● Excerpts from bounding box data
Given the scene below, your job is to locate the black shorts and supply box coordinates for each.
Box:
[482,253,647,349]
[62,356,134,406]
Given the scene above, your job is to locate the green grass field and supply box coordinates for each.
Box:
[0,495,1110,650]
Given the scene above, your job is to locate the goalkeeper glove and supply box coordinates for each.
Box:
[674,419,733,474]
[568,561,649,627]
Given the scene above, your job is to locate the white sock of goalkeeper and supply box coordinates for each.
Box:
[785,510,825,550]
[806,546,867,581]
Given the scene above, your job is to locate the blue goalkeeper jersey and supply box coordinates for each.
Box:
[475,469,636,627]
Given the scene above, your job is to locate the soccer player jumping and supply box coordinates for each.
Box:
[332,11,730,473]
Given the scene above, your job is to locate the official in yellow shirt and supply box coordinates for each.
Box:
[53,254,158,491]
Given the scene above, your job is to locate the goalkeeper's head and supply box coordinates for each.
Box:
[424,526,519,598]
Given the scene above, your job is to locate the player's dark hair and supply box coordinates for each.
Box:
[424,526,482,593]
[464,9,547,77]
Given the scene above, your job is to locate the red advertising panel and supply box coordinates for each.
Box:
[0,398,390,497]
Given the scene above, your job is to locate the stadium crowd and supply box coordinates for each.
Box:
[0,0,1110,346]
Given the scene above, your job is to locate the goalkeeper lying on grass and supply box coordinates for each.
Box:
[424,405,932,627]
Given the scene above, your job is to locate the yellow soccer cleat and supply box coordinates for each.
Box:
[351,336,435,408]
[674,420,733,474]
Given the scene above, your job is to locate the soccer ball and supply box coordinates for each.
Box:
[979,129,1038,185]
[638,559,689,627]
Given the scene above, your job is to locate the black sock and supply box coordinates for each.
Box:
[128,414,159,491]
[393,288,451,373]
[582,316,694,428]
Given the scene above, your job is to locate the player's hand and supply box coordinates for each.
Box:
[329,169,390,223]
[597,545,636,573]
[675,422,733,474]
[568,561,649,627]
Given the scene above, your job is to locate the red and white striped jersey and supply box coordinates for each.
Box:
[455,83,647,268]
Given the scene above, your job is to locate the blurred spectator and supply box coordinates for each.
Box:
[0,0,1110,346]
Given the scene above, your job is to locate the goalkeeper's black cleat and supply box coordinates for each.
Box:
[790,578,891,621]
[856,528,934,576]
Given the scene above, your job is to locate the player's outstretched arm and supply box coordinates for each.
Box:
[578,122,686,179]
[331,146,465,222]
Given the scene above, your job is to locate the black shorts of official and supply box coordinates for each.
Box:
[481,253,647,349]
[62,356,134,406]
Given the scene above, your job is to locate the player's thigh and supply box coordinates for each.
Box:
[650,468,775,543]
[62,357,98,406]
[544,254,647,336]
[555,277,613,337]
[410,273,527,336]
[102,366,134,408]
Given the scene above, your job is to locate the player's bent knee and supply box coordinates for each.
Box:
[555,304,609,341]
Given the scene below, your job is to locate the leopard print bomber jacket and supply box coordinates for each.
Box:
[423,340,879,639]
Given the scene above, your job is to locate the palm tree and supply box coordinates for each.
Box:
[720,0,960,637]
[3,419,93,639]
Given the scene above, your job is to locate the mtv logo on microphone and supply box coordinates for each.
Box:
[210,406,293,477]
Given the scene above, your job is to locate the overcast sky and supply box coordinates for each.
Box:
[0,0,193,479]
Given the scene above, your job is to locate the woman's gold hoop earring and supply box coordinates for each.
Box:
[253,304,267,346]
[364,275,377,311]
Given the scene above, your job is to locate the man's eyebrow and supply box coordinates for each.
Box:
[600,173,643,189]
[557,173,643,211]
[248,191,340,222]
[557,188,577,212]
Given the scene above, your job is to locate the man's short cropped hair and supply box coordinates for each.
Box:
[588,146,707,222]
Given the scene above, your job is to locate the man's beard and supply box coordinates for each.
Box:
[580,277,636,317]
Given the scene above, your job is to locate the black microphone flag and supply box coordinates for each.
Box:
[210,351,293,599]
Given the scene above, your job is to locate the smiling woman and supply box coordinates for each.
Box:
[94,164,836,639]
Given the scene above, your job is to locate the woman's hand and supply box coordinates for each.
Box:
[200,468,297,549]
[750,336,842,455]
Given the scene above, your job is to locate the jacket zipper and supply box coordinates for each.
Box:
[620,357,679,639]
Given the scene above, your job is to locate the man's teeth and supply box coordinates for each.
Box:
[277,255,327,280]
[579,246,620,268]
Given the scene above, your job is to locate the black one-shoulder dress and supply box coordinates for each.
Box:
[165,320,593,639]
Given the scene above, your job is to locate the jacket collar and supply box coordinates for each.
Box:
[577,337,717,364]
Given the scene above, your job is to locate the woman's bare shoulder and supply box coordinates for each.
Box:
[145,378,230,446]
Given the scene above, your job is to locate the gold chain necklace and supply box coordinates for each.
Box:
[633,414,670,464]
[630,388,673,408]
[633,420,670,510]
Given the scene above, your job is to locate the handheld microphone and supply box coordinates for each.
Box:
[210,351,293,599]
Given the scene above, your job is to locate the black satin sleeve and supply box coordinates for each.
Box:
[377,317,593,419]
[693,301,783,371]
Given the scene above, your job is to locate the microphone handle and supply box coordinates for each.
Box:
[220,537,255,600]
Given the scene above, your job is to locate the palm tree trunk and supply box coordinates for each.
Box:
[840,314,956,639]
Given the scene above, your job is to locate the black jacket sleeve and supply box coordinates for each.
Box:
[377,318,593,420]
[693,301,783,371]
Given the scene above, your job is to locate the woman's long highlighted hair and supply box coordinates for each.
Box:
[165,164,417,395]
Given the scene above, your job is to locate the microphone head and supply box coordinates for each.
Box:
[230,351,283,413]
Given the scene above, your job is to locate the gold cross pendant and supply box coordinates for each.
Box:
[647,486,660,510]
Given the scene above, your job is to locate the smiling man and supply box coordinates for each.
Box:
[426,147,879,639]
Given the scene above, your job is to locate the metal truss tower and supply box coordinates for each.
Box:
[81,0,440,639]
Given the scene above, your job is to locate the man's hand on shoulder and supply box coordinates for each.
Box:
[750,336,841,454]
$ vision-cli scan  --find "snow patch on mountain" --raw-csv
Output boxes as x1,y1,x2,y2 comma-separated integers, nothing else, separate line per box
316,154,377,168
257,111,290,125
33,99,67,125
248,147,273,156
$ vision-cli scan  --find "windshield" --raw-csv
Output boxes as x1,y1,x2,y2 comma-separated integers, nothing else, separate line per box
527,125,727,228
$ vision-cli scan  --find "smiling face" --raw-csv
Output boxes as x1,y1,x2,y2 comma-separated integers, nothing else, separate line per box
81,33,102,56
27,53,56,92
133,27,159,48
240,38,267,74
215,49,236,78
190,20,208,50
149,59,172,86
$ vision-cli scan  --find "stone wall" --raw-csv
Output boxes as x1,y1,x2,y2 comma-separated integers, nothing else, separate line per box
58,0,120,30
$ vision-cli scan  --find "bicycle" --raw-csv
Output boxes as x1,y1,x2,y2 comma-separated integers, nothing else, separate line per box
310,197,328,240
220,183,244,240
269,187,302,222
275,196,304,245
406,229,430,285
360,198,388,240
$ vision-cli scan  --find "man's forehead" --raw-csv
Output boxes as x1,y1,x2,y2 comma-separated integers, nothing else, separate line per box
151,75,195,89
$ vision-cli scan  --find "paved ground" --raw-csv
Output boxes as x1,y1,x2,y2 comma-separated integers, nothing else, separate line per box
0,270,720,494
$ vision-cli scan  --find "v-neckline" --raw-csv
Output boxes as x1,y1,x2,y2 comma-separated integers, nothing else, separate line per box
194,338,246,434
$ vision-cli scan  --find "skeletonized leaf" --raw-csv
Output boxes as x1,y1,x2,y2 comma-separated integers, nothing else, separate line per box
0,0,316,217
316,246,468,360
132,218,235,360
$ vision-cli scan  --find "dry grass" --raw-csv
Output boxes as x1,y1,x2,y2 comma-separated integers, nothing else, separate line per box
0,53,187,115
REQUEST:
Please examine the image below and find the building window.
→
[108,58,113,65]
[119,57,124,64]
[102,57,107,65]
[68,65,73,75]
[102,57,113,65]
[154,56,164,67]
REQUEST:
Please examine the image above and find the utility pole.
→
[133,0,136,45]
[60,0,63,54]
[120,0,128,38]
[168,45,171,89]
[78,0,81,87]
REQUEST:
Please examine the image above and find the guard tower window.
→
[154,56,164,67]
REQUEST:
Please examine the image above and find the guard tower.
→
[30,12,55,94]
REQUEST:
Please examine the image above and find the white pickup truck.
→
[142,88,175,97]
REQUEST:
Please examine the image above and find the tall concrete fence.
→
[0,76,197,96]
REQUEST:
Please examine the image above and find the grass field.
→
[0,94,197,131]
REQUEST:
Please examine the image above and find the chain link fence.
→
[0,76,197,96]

● DIRECTION
Rewrite the stretch of the listing from the line containing "dress and supply box coordinates for each." through the line containing "[633,420,670,510]", requests included. Multiply every box coordinate by 1.15 and round each result to a whole number, rounding halves up.

● EXERCISE ANSWER
Given the scene above, your job is to locate the black one-shoulder dress and supply box coordinates for each.
Box:
[190,368,682,735]
Given the scene above, your job is to locate the jacket collar and supply box coordinates for each.
Box:
[664,388,825,419]
Given the scene above, your job is to locate the woman's bare shoulder and supply box coordinates for each.
Box:
[167,435,265,513]
Given the scene above, your job is to locate the gold chain necklace and supply box coordinates for each.
Box:
[728,476,771,534]
[725,446,774,469]
[728,483,771,587]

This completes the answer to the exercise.